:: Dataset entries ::
=-=-=
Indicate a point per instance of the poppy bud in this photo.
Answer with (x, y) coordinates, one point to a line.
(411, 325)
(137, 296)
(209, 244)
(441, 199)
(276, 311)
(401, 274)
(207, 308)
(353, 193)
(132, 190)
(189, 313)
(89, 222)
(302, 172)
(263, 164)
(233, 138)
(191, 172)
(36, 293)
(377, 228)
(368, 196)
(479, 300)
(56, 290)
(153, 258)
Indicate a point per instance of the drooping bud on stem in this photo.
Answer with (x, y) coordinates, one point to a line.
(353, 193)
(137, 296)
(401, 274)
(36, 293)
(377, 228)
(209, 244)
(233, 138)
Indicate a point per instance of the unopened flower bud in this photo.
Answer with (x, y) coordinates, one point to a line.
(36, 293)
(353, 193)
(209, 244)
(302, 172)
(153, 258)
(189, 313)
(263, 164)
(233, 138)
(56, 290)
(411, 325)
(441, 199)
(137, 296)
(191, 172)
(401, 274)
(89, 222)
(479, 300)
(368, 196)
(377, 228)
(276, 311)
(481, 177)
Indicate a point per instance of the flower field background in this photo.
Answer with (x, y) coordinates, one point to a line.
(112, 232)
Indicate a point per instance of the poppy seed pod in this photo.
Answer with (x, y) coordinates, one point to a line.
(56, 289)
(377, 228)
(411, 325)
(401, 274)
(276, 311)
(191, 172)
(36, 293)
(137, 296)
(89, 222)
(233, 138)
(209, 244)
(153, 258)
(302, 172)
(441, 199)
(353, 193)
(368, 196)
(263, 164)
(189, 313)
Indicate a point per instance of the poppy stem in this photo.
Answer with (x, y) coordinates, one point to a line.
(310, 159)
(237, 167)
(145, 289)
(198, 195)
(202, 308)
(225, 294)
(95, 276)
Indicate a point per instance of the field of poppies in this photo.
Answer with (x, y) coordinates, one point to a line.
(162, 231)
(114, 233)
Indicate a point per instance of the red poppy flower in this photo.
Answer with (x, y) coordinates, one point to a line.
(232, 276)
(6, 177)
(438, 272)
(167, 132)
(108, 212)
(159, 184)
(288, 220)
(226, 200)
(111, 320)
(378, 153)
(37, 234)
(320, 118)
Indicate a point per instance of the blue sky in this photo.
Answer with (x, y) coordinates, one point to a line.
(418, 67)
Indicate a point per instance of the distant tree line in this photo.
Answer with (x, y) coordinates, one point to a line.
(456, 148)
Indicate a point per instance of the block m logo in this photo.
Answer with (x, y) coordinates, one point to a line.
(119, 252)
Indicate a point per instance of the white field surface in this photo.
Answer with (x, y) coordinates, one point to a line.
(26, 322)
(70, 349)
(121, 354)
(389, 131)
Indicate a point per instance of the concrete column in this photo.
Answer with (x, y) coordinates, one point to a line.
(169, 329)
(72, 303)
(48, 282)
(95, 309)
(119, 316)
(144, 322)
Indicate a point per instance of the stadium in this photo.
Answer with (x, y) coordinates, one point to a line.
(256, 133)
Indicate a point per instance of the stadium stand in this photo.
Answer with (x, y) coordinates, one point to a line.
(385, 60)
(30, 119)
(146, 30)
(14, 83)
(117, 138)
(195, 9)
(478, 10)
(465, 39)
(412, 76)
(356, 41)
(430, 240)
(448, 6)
=-=-=
:: What you should do ::
Write out exactly the lines above from the line with "Indicate a point per instance of the poppy stem" through the line with "Indicate a point per instance of the red", both of them included, and leave out all other lines.

:: Written solution ::
Indicate a point per instance of the poppy stem in this photo.
Answer with (x, y) coordinates, one point to a line.
(310, 159)
(237, 167)
(145, 289)
(198, 195)
(202, 308)
(225, 294)
(95, 276)
Indicate a point per instance of the field of poppies in this photo.
Answer with (x, y) coordinates, one point to a line.
(162, 231)
(114, 233)
Indicate a point per instance of the red poppy flower in this photo.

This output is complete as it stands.